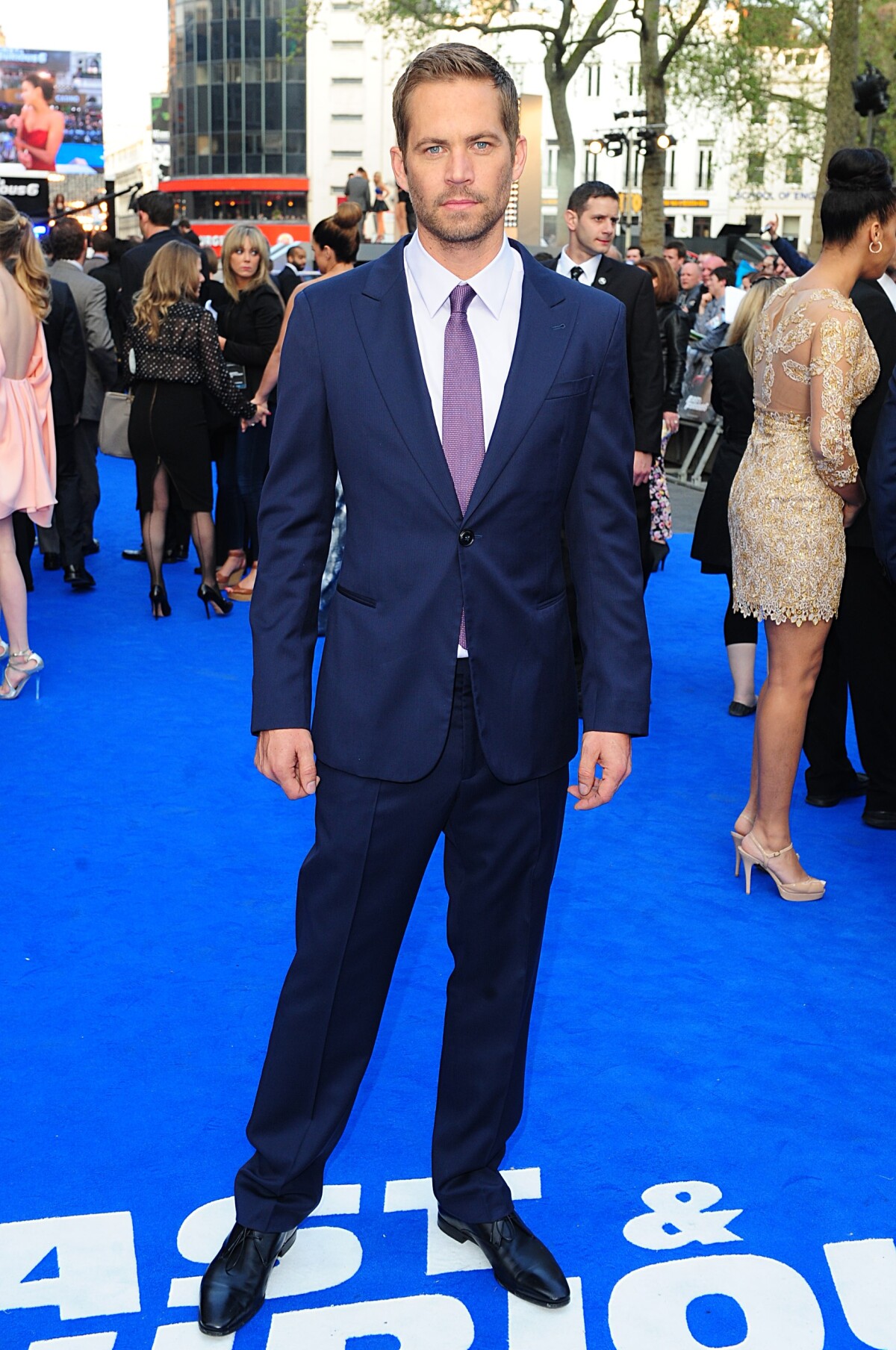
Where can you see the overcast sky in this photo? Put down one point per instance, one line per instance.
(131, 38)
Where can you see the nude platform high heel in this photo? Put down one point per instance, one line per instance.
(812, 889)
(22, 663)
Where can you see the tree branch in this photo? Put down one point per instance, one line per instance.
(682, 37)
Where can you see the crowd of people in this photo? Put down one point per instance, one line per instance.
(523, 409)
(197, 339)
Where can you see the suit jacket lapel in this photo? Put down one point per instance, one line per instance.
(386, 327)
(547, 319)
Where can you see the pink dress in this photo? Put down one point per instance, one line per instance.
(28, 442)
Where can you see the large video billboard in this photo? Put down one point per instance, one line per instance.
(52, 110)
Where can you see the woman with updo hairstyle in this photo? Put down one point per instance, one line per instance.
(28, 447)
(40, 127)
(250, 309)
(335, 242)
(797, 488)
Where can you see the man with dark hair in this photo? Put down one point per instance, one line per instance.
(675, 253)
(593, 217)
(100, 243)
(155, 212)
(290, 277)
(447, 701)
(69, 247)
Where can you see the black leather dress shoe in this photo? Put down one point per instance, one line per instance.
(521, 1261)
(234, 1286)
(78, 578)
(856, 788)
(879, 820)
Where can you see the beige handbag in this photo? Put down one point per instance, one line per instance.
(113, 426)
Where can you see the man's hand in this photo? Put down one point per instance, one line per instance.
(643, 466)
(287, 759)
(613, 752)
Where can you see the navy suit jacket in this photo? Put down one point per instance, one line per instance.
(352, 396)
(882, 484)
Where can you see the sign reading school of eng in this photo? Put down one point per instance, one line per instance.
(98, 1278)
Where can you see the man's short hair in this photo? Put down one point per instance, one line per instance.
(158, 207)
(455, 61)
(582, 195)
(68, 240)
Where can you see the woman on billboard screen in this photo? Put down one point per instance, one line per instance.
(40, 127)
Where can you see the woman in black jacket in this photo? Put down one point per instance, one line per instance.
(733, 402)
(173, 354)
(673, 338)
(250, 311)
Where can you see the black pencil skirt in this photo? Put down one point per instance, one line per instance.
(168, 427)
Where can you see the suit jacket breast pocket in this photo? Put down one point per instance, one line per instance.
(571, 388)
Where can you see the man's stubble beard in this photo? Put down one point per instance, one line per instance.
(459, 231)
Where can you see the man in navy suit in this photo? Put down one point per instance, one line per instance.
(496, 405)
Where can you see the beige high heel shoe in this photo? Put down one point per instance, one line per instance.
(22, 663)
(738, 839)
(812, 889)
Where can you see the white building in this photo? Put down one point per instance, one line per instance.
(718, 173)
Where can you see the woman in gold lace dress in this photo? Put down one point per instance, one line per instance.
(797, 488)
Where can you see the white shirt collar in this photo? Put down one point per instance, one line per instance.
(889, 287)
(435, 282)
(588, 267)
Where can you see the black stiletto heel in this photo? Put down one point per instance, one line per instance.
(160, 603)
(212, 596)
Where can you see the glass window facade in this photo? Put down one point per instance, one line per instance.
(242, 205)
(237, 88)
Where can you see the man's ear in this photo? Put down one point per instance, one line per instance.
(399, 168)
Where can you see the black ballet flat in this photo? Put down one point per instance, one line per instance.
(212, 596)
(160, 603)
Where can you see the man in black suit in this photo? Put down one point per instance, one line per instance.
(593, 217)
(292, 274)
(155, 212)
(861, 647)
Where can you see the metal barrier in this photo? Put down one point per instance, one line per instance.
(682, 473)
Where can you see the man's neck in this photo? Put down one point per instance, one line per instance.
(464, 260)
(581, 255)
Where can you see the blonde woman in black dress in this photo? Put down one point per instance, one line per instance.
(173, 352)
(797, 488)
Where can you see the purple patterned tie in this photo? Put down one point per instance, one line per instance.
(463, 438)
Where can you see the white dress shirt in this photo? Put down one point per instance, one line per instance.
(889, 287)
(493, 316)
(588, 267)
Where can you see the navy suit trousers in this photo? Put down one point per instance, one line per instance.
(355, 894)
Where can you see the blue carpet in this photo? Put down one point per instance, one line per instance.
(683, 1033)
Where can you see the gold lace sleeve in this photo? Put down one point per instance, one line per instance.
(834, 354)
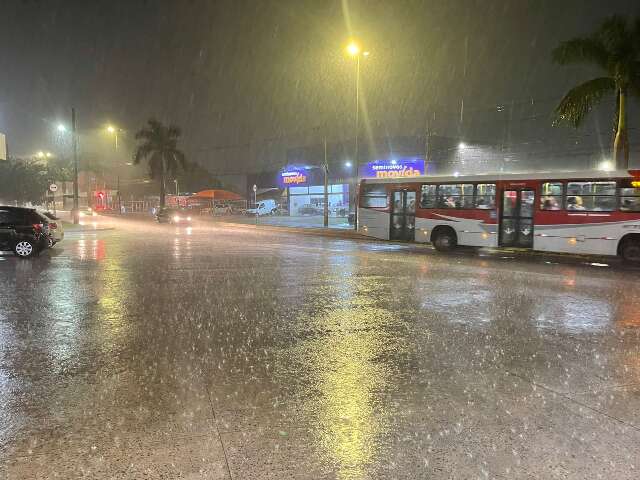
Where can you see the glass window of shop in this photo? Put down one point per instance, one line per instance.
(310, 200)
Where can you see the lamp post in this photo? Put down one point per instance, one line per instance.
(74, 143)
(111, 130)
(354, 51)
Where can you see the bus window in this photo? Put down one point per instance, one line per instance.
(428, 196)
(485, 196)
(591, 196)
(455, 196)
(373, 196)
(551, 196)
(630, 199)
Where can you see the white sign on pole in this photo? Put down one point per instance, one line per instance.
(3, 147)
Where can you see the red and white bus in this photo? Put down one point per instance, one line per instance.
(589, 212)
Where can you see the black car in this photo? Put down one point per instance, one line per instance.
(23, 230)
(175, 216)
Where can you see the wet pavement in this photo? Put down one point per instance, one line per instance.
(153, 351)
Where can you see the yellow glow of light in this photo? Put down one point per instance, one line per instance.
(353, 49)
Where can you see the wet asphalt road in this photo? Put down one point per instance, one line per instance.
(156, 352)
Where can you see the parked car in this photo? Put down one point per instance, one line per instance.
(263, 207)
(176, 216)
(310, 210)
(23, 230)
(56, 232)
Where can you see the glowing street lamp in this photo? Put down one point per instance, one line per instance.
(111, 130)
(355, 51)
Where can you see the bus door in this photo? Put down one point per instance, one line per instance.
(516, 218)
(403, 215)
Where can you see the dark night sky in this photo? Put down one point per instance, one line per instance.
(264, 73)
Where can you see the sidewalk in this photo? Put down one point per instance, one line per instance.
(302, 225)
(311, 225)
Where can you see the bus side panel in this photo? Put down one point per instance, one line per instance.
(475, 231)
(374, 223)
(598, 238)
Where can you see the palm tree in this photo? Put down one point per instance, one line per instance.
(615, 48)
(159, 148)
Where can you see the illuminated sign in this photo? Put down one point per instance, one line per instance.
(293, 177)
(396, 168)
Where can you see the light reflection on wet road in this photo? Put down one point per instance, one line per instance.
(160, 352)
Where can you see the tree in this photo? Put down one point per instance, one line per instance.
(195, 177)
(615, 48)
(159, 147)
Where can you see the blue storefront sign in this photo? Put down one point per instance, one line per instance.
(293, 176)
(395, 168)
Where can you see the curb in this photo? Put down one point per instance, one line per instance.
(329, 232)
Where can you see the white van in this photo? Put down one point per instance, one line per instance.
(263, 207)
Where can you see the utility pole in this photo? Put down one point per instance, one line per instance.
(325, 167)
(74, 142)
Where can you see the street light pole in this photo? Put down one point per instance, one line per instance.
(74, 142)
(325, 167)
(353, 49)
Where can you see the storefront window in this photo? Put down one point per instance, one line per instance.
(308, 201)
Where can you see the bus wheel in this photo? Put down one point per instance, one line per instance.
(630, 251)
(444, 239)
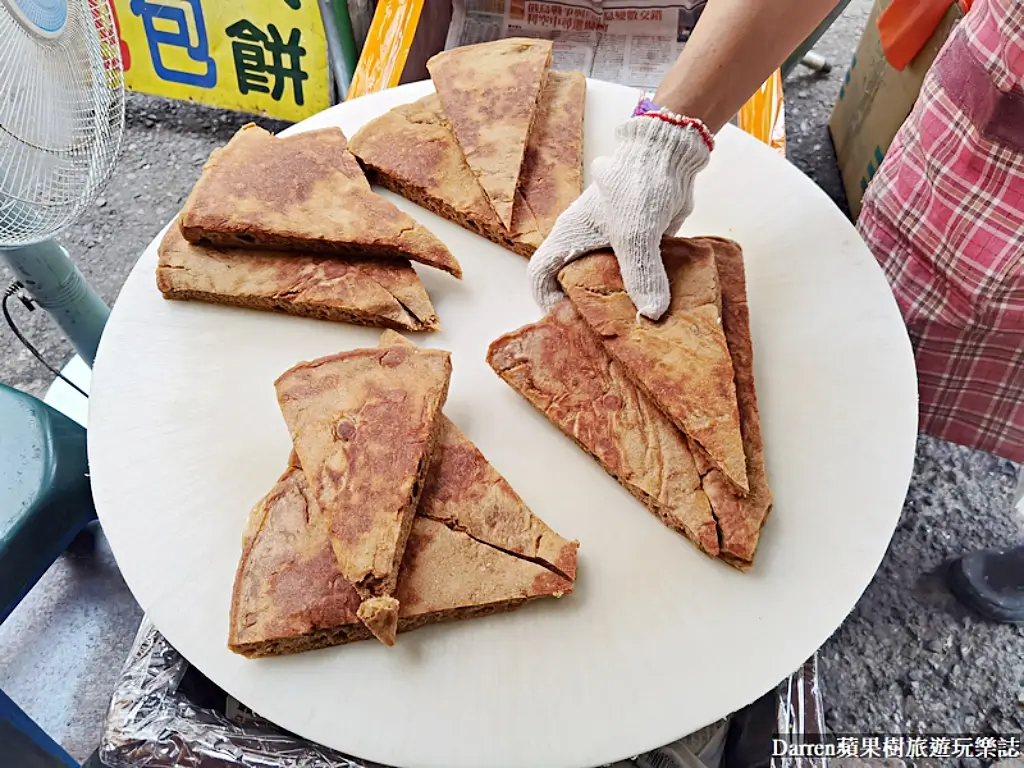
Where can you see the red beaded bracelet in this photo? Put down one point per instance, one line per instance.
(647, 109)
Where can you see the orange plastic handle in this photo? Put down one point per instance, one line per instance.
(906, 25)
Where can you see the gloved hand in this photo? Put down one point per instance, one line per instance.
(642, 192)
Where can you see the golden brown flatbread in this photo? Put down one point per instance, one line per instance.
(305, 192)
(682, 361)
(365, 292)
(365, 424)
(739, 519)
(552, 170)
(466, 493)
(561, 368)
(489, 94)
(289, 596)
(412, 152)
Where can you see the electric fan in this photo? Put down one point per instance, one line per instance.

> Written problem:
Locate the line containing "Where can you see the blue storefront" in the records above, then output it and every line after it through the last, excluding pictures.

> Answer:
Where can you see the blue storefront sign in this photo? Put down one point per instance, one line per instance.
(293, 176)
(395, 168)
Where can you see the curb in this photo? Put down one point per instance, one line per instance.
(329, 232)
Where can you see the white van in this photo? Put down one point per instance, one line per instance.
(263, 207)
Where can you see the utility pole in this photo? Put down one point per instance, one line per instance.
(325, 167)
(74, 142)
Where can you see the street light pole in this photo? Put down one point per instance, one line per instance.
(74, 142)
(325, 167)
(353, 49)
Where can you see the storefront window in this photo? Put down one point per instance, one line per instance.
(308, 201)
Where can you see the bus wheel in this photo? Put down one point per instance, one line per instance.
(630, 251)
(444, 239)
Where can you see the red beaded bracelet in this photo? Put down one point per instance, one line per instance.
(647, 109)
Where can you see the orange plastic handle in this photo? Put down one point per instance, one line per instance.
(906, 25)
Where can you see the gloved hand in this photo? Put down one point per instance, one line per instance.
(642, 192)
Where can you see the golden brown flatbread in this photo? Put down one point per instance, one line per instance.
(305, 192)
(682, 361)
(365, 292)
(365, 424)
(739, 519)
(552, 170)
(466, 493)
(561, 368)
(489, 94)
(289, 596)
(412, 152)
Where can you see the electric fan in this photo? Put down one point per instance, one line per instance.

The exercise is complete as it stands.